> [TASK DESCRIPTION]:
Swap each "Markers" in the data below for "Points" and keep every other part the same. Leave the pictures out of your answer.

Point placement data:
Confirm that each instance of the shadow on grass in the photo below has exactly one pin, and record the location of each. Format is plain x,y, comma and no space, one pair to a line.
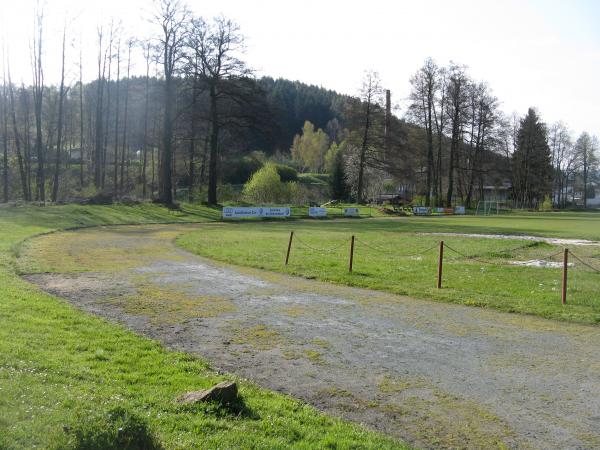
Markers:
236,409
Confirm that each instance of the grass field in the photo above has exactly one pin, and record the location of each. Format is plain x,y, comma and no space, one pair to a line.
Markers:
66,376
392,255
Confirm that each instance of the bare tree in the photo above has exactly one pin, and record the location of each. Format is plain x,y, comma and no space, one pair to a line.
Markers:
147,55
4,128
371,99
585,149
38,97
457,103
125,111
61,101
116,142
81,118
424,86
215,60
171,16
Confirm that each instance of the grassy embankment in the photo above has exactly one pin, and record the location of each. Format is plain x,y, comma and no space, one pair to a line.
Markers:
390,255
63,372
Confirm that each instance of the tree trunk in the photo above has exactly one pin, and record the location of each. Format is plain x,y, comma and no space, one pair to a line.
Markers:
214,142
61,101
166,171
363,155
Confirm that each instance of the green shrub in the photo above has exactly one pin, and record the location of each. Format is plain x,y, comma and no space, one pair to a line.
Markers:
115,429
266,186
239,171
546,204
286,173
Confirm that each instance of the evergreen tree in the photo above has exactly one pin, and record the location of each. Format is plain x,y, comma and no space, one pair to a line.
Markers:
532,168
337,177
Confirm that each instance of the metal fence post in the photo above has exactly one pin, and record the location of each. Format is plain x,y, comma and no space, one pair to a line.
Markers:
351,253
440,264
287,256
565,269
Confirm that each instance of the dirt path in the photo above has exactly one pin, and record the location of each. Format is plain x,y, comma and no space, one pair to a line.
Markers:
436,375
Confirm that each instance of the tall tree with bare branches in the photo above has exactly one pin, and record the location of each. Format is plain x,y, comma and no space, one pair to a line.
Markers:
38,98
215,60
171,16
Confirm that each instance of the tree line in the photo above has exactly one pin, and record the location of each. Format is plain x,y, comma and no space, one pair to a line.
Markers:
197,118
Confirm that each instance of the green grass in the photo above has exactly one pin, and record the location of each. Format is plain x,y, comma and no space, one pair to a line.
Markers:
316,179
383,258
59,366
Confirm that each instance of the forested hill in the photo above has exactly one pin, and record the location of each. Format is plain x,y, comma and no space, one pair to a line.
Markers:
292,103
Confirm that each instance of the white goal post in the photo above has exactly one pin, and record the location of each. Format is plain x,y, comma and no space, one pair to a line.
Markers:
491,207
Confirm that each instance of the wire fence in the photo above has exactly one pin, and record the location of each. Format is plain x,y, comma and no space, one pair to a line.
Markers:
384,258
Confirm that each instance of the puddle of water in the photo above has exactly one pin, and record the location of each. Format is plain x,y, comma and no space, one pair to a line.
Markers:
555,241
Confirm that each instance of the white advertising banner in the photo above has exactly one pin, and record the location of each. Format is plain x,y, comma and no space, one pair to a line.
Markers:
233,212
314,211
421,210
275,212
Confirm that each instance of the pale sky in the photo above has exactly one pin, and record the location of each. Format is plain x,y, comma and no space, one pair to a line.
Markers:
532,53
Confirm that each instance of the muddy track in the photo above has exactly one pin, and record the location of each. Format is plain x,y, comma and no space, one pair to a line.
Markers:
434,374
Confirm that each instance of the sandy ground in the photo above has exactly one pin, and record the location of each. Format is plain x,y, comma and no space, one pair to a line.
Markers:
436,375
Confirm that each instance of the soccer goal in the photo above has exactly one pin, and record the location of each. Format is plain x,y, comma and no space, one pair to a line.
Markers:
491,207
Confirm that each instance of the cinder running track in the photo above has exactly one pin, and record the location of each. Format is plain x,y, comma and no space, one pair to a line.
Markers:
434,374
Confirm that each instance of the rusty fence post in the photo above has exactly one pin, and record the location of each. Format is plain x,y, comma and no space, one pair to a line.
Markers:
287,256
565,270
440,264
351,253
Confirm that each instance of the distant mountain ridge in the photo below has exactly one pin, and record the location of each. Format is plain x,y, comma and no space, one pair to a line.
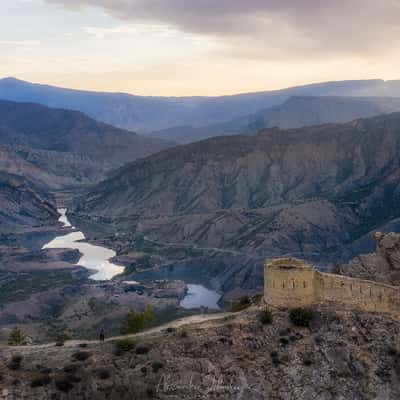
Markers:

> [EXERCISE ANSWER]:
Confirm that each instance of the shadow on grass in the photo below has exactly one pin, and record the location of each. Format is plain x,y, comma and no space, one pair to a line.
Points:
236,409
Confirm that each instance of the grass field in the photo above has exactly one pin, and record the location of each. Format is plain x,y, comma and no space, one pair to a line.
Points:
66,376
392,255
Confirm that each instance of the bare tree in the photo above has exactly one pin, and record the location of each. Format is plain x,y, comma and no space, one pair to a line.
Points:
147,55
4,128
371,99
585,149
38,97
457,103
125,111
61,101
116,142
81,118
424,86
215,60
171,16
Confirm that each instance of the grassy embankment in the photo above has exactly one pin, and record the location of each. Format is plain x,y, comma and no space, one pair to a line.
Points:
390,255
63,372
Confirm that each instance of the tree trunk in the photo above has exactly one pin, and record the location of each. Format is plain x,y, comma and no space, one pair to a line.
Points:
214,142
61,101
166,171
363,155
Confirm that each instance of the green shrub in the photo above has exactly one pin, and record the location of each. Format is plain x,y, comma and no space, one pair to a line.
Points:
115,429
266,186
239,171
546,204
286,173
Confirm that each instance of the evergreen tree in the photo above has exactly one pin, and record the location of each. Format is plain x,y, comma and no space, one pair to a line.
Points:
532,168
337,177
Confirm that each instance of the metal fence post in the photo above has exactly one pin, and record the location of each. Format is plain x,y, comma and no space, one pair to a line.
Points:
351,253
440,264
287,256
565,269
Confirm that each instance of the dirt path in the photo above has exactly one pin, and record the location of each. Format is plain x,y, comma and no space, one pair to a line.
Points:
436,375
Confirm that each instance of the tall tree with bare branches in the photo above has exactly one pin, and record the location of each. Format is plain x,y, comma and no space, one pair to a line.
Points:
38,98
215,60
171,16
Confirm that each instance of the tree line in the photo above has exactly one pin, and record the location of each. Format is plain x,y, comma and no space, one pair to a line.
Points:
197,118
Confirm that each instance of the green grass in the photo above has exactly one pin, and record the location of each. Format is plain x,y, comma and no space, one pair to a line.
Points:
316,179
383,258
59,366
Confirm that each instance of the forested hill in the photo above has exactly one pin, and record the location of each. Format is plain x,y, comma and no space, one pair to a line.
Points:
292,103
Confirm that each instance of the white goal post in the photo above has exactly one pin, and record the location of each. Format is plain x,y, comma and no space, one pair to a line.
Points:
491,207
Confirm that each instance of the wire fence in the photo above has exactly one pin, and record the location of each. Format is plain x,y, comma and no space, one pair to a line.
Points:
384,258
Confirm that each instance of the puddle of water in the photo above has exactly one pin, and record the location of each. Format is plain x,y, comma and no space, one pair to a line.
Points:
555,241
Confirm that each instance of the white advertising banner in the photo above has exactly one pin, and record the location of each. Format is plain x,y, comma and no space, one pair to a line.
Points:
233,212
314,211
421,210
275,212
Confirm that each instance of the pale sky in the photo above has exactly one pin, and record the location of each. Format is plain x,y, comma and no space, one pair to a line.
Points:
532,53
Confirm that each instance of the muddy track in the photo above has exactly one pin, and record the location of each. Format is plain x,y, comma and no space, one pair to a line.
Points:
434,374
Confirm that each instance of the sandy ground in the photo above has exactly one pin, and record the location of each. Format is plain x,y, comma and no space, one pair to a line.
Points:
436,375
Confirm that each instance of the soccer goal in the photo above has exactly one pin, and record the location of each. Format is plain x,y, comma and no space, one pair to a line.
Points:
491,207
Confirm that each instance of the cinder running track in the photo above has exactly one pin, and record the location of each. Format is plain x,y, comma and no space, one pair to a line.
Points:
434,374
Confirm that each instance of the rusty fence post in the photo above has exactly one pin, and record the location of each. Format is plain x,y, comma and no space, one pair to a line.
Points:
287,256
565,270
440,264
351,253
Confirm that each instance of the distant mountain ridge in the photo below has exactly one pin, and record the location of each. Format is plain x,y, comma and no space, one pair to a line.
Points:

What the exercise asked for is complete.